Given passage:

--- Begin ---

Environment has to do with such things as the acoustical qualities of the room you’re playing in, coupled with other variables, such as the other instruments you’re playing with.

Perception has to do with how you hear your sound.

More specifically, it has to do with how you pay attention  to your sound as you play. Your perception includes not only the environment in which you are playing, but also how you’re sensing the bony structures inside your head (and close to your ears!) as they vibrate in response to your playing.

Your perception of your sound both shapes the sound itself and influences your experience of it. Perception and experience being inextricably connected. (If you’ve ever played in a particularly good or particularly horrible acoustical setting, you’ve probably realized this.)

Whenever I teach the Alexander Technique to musicians, we do lots of explorations with how they hear their sounds, and how that perception influences their coordination. This is often a question not just of “how” they’re listening for their sound, but also “where” they’re listening for it.

If I’m working with a musician who has serious problems with loss of skill (focal dystonia, for example), I find without fail that the musician in question is listening to his/her sound in a very inflexible, internally focused way.

More specifically, the sound is being felt (kinesthetically) almost more than it is actually being heard in the external environment.

An overly internal focus of attention is often the very thing that leads these musicians to seek my help. This quality of attention tends to exclude and divide, as opposed to include and integrate.

The motor mechanisms of the brain don’t work optimally this way, and problems with tone quality, attack, time, articulation and technical control can arise as a result of such thinking.

Striking a healthy, dynamic balance between the internal (what’s going on inside of you) and external (what’s going on outside of  you) helps support optimal coordination and skill.

One of the tools I use to help musicians find this balance involves a very simple experiment with sound and perception. And even for musicians who don’t have any discernible problems, this little experiment can be eye-opening, and quite helpful. Here it is:

Choose something lyrical and highly familiar and enjoyable for you to play.

Then, play the piece (or passage, or whatever) as you make a conscious decision to hear your sound as close to you  as you possibly can.

So if you’re a wind instrumentalist or a singer, you’ll listen for the sound right inside your head: in your oral cavity, nasal passages, etc. If you play a string instrument, you’ll listen for the sound right where your bow or fingers make contact with the strings.

--- End ---

Provided data:
--- Begin ---

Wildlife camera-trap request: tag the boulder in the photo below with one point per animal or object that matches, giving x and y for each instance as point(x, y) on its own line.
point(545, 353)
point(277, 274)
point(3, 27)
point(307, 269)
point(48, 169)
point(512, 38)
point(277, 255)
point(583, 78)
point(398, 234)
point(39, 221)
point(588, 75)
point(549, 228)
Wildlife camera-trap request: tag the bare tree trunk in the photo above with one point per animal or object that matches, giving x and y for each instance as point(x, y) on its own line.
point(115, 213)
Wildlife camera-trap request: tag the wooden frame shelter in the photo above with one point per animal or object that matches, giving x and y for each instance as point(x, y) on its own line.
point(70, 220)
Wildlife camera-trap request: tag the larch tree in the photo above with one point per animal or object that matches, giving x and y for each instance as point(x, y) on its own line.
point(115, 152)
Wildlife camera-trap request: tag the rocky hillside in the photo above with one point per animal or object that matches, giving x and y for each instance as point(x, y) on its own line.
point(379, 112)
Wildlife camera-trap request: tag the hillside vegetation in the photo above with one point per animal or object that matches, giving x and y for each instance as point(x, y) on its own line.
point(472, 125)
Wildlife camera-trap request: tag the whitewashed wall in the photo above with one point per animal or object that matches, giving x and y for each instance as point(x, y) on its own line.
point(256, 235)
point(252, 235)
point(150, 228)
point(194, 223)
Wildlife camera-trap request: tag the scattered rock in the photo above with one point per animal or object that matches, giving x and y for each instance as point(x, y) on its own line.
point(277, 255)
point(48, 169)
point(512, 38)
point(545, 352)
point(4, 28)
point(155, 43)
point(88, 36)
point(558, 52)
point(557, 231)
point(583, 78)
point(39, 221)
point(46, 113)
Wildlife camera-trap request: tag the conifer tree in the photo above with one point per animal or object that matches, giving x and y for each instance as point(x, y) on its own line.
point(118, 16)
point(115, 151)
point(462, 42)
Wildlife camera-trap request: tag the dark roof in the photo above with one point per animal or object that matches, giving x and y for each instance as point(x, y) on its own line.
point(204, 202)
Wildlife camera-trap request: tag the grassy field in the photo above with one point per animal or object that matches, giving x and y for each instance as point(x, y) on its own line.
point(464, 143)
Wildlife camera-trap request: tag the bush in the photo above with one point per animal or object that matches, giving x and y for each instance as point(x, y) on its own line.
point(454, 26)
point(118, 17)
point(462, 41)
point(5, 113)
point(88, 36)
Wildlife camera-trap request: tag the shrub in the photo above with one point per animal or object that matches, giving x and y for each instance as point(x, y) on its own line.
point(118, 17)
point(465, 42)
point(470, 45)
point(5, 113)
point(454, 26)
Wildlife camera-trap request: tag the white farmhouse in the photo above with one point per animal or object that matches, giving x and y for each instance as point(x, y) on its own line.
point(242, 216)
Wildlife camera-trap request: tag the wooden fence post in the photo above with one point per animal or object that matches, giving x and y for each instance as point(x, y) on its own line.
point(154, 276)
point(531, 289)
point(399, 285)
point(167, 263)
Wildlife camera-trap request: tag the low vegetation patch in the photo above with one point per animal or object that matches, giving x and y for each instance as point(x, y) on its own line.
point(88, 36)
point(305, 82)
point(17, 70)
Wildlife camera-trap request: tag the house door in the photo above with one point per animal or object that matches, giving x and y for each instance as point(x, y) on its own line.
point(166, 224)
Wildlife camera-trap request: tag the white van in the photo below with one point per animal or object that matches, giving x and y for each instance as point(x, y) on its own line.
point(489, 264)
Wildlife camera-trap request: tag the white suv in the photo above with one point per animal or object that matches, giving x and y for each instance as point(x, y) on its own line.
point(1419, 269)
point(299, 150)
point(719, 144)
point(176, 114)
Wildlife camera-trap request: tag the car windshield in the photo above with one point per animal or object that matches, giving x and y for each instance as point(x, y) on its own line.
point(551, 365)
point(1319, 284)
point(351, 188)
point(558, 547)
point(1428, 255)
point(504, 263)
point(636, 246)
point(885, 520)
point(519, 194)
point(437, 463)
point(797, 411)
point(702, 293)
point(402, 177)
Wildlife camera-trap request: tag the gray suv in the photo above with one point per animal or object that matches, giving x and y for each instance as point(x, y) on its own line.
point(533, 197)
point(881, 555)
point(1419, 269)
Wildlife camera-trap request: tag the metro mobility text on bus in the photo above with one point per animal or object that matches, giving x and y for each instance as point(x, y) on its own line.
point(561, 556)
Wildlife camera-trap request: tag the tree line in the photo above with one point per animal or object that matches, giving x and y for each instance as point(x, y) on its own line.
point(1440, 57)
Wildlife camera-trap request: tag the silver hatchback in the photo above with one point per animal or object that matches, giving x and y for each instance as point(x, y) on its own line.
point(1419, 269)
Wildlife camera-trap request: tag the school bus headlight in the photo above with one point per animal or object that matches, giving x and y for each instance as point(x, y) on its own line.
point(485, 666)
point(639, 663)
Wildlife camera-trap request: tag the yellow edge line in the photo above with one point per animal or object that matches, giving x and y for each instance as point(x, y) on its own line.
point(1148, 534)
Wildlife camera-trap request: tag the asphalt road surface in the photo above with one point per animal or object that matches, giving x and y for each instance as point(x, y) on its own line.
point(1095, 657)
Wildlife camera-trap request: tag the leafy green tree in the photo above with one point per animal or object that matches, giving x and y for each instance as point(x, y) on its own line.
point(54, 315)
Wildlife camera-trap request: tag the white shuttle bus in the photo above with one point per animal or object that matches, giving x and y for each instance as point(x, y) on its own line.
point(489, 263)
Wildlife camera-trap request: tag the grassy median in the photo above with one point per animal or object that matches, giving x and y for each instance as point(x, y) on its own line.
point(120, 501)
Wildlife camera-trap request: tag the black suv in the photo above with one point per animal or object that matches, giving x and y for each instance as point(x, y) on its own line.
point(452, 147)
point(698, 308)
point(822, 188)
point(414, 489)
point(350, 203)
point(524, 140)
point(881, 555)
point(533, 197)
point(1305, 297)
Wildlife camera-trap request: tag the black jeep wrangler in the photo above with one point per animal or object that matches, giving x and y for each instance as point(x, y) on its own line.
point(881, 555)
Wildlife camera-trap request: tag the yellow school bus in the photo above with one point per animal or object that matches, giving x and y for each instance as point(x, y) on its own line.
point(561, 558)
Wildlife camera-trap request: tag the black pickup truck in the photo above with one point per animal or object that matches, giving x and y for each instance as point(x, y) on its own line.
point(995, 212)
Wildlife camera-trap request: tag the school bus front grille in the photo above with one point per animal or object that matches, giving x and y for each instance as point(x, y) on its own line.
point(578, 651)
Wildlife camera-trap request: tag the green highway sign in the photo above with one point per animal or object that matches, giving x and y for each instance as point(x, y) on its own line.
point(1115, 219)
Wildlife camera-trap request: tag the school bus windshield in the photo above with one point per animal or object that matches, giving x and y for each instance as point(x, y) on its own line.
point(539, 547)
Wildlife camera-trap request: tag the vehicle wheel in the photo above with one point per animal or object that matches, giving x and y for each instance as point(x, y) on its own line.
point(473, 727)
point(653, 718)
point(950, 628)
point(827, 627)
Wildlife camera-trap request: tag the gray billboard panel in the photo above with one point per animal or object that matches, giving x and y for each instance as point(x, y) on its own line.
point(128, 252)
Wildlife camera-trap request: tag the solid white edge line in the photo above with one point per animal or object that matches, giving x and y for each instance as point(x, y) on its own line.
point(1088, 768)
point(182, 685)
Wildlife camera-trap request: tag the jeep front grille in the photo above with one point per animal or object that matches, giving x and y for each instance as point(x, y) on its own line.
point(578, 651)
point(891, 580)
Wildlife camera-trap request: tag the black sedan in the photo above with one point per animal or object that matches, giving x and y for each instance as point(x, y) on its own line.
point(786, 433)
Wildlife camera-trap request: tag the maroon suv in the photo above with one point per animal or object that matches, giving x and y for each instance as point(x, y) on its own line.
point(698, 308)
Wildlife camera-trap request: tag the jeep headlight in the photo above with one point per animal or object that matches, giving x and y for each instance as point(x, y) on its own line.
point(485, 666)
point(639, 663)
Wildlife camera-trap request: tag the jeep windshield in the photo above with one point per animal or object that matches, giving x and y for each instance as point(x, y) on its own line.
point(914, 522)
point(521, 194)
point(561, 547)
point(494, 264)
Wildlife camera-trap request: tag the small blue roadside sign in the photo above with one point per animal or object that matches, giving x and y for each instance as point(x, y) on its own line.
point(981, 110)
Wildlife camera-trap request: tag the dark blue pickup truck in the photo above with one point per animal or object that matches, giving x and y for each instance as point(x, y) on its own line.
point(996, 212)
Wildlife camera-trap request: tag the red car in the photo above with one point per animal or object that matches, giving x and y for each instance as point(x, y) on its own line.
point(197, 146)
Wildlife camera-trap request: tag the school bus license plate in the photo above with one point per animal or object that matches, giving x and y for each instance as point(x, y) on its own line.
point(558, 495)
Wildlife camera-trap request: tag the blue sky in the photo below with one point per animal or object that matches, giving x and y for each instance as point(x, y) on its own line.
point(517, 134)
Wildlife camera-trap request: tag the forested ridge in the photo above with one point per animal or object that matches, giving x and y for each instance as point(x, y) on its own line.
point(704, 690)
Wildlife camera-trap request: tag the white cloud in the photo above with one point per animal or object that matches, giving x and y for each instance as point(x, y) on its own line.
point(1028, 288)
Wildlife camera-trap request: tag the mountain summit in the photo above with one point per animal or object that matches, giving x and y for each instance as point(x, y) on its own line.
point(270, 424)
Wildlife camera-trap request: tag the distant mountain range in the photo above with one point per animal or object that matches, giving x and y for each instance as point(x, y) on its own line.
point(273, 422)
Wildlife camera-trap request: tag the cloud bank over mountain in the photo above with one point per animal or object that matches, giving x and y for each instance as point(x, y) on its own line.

--- End ---

Directive 1:
Update the passage on musical perception from "If I’m working" through "the external environment.", changing "inflexible" to "rigid". Begin at the words that hold "If I’m working" and stop after "the external environment.".
Directive 2:
According to the passage on musical perception, what does the writer teach to musicians?
The records were drawn from a separate source, unrelated to the passage on musical perception.

Worked answer 1:
If I’m working with a musician who has serious problems with loss of skill (focal dystonia, for example), I find without fail that the musician in question is listening to his/her sound in a very rigid, internally focused way.

More specifically, the sound is being felt (kinesthetically) almost more than it is actually being heard in the external environment.

Worked answer 2:
The Alexander Technique.